## BEGIN Material provided
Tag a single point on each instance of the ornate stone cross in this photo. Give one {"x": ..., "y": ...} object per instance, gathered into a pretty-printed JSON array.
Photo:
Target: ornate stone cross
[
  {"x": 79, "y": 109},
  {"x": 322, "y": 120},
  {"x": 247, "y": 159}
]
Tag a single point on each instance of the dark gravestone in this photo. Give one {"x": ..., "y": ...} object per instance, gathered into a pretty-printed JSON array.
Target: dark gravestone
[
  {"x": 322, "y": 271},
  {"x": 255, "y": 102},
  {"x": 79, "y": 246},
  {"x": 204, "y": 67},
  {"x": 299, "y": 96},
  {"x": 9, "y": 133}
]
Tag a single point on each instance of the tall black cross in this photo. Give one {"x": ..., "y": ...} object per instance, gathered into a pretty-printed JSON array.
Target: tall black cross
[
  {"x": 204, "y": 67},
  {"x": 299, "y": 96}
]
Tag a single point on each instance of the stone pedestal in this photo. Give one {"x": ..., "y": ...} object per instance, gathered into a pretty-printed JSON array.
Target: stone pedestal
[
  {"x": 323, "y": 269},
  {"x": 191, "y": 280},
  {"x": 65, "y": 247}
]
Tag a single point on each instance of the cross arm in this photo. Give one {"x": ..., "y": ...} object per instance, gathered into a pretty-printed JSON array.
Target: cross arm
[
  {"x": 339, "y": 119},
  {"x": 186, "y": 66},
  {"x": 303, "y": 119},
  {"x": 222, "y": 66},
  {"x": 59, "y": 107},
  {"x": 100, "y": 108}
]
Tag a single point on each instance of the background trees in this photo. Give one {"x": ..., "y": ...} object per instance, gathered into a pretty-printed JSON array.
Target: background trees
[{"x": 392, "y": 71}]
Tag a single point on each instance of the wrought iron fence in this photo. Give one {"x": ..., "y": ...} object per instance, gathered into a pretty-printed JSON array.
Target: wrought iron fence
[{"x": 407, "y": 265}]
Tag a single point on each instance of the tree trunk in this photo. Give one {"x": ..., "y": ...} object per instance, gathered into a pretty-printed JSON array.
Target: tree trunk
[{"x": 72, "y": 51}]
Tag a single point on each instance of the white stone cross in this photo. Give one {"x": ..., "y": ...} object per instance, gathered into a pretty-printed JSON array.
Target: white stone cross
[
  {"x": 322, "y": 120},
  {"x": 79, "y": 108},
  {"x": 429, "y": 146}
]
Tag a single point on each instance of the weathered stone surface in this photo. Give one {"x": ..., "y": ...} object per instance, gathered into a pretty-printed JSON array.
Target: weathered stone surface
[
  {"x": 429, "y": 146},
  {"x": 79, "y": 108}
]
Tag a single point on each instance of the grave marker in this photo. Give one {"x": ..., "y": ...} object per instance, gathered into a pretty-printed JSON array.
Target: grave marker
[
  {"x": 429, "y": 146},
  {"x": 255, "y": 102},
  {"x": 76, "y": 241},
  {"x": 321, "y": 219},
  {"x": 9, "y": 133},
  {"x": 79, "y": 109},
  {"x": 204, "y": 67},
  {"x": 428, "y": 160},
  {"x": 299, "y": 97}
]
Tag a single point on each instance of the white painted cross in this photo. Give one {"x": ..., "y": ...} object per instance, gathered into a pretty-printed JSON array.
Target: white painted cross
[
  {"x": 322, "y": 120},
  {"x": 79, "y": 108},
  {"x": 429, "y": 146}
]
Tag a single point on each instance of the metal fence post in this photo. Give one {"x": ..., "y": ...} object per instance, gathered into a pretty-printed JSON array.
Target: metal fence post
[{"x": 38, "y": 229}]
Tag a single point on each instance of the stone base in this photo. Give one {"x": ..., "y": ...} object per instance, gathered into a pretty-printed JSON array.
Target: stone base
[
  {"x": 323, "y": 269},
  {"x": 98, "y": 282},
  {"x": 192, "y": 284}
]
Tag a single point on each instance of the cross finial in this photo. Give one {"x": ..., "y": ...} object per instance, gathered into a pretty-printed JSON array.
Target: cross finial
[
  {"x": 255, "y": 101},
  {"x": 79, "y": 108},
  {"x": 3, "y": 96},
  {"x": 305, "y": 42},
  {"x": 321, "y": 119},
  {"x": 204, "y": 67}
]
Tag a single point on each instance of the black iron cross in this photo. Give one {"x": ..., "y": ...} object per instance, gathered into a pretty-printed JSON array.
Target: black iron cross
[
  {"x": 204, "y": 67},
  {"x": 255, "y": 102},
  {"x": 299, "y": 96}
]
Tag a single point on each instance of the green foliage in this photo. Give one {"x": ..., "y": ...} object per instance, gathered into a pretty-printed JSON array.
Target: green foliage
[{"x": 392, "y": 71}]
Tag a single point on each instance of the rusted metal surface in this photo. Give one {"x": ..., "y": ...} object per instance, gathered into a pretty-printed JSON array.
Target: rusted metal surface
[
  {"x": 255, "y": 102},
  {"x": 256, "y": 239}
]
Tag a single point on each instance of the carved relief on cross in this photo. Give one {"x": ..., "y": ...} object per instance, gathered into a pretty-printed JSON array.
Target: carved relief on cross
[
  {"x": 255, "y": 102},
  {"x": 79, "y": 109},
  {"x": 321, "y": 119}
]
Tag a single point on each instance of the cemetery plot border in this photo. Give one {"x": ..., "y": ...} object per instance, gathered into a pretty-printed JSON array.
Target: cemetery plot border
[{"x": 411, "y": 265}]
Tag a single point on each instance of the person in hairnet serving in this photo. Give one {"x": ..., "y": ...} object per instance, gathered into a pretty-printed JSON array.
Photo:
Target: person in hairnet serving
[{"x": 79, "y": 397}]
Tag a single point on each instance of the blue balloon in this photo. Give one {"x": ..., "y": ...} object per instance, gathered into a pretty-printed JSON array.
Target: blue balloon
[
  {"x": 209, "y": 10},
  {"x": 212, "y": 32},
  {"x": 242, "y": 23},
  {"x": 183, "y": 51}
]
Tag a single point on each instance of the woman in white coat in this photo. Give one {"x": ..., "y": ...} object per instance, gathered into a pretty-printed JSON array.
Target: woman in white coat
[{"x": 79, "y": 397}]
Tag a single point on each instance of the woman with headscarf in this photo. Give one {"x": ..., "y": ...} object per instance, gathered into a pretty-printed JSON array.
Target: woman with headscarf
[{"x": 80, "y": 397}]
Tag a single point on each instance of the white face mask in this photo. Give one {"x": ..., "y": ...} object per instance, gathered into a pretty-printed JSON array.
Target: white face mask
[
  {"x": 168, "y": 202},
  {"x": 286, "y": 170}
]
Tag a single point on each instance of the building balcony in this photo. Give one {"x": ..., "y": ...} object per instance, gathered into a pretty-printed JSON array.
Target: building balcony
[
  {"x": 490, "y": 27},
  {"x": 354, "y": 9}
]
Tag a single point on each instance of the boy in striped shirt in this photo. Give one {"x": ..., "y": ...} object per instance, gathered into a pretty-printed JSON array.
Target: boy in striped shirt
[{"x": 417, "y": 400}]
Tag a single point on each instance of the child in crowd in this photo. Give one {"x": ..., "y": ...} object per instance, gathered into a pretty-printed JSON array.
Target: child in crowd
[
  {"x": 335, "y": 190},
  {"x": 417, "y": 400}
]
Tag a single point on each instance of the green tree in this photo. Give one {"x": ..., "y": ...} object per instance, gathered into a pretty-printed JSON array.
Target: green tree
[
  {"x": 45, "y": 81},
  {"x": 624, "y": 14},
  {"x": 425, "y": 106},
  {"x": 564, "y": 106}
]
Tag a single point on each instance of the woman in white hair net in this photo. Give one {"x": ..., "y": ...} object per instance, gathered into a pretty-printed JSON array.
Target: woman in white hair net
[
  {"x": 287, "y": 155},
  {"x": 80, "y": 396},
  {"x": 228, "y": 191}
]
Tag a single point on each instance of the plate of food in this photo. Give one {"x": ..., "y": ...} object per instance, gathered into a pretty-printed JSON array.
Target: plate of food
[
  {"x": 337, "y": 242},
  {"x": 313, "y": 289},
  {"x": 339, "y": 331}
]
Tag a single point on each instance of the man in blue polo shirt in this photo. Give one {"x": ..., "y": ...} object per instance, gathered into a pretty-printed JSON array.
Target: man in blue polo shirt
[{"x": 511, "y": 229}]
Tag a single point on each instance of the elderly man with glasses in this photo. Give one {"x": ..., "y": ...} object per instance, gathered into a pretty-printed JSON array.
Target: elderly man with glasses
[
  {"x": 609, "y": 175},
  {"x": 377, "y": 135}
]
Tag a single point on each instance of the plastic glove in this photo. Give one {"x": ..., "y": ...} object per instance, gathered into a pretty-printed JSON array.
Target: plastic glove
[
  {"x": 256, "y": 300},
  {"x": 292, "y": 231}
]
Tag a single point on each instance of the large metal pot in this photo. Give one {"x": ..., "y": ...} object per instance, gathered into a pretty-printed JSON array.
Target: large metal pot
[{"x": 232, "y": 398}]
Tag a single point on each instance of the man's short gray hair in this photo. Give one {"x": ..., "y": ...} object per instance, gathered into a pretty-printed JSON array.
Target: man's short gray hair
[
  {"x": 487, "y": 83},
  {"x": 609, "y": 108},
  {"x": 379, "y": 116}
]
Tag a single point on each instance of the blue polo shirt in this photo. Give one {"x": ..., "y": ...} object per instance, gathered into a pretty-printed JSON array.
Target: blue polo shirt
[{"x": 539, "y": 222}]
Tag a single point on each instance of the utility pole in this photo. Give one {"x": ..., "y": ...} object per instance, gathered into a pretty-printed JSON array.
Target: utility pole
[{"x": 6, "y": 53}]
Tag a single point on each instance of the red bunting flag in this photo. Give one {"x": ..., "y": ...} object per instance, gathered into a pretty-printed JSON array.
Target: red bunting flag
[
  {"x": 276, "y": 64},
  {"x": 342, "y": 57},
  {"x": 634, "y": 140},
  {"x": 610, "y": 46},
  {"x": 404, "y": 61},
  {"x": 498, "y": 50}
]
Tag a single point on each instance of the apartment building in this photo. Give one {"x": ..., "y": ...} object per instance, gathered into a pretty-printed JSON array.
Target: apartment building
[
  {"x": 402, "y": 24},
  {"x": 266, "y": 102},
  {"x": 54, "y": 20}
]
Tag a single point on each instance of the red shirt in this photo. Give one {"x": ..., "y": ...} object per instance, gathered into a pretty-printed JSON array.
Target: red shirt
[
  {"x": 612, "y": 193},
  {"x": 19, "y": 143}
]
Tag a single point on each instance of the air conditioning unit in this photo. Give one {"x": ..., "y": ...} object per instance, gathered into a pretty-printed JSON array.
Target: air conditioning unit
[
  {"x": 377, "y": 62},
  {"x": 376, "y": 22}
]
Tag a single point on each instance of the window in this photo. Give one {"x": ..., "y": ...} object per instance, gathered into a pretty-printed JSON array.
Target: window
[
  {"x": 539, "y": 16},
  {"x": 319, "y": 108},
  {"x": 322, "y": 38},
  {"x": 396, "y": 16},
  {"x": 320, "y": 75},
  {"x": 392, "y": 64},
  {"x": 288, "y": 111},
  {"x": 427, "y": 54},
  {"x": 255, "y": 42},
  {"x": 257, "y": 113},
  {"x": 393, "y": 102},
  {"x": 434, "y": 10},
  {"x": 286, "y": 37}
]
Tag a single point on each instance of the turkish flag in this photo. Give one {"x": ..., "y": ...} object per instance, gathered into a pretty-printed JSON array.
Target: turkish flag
## END Material provided
## Task details
Exact repetition is required for the lines from the one that contains "Tag a single point on each instance of the air" through the final line; leave out everything else.

## Solution
Tag a single point on each instance of the air conditioning unit in this photo. Give one {"x": ..., "y": ...} object per instance, gathered into a pretty-printed JSON array.
Target: air conditioning unit
[
  {"x": 377, "y": 62},
  {"x": 376, "y": 22}
]
Tag a single point on each instance of the window in this photo. Give one {"x": ..., "y": ...} object per instance, gathered into a pretty-printed JSON array.
Target: window
[
  {"x": 539, "y": 16},
  {"x": 319, "y": 108},
  {"x": 322, "y": 38},
  {"x": 396, "y": 16},
  {"x": 320, "y": 75},
  {"x": 392, "y": 64},
  {"x": 288, "y": 111},
  {"x": 427, "y": 54},
  {"x": 255, "y": 42},
  {"x": 257, "y": 113},
  {"x": 393, "y": 102},
  {"x": 434, "y": 10},
  {"x": 286, "y": 37}
]
Tag a single point on each instance of the turkish flag in this photo. Give one {"x": ..., "y": ...} object per instance, gathered into a pretty-printed JSON array.
Target: turkish flag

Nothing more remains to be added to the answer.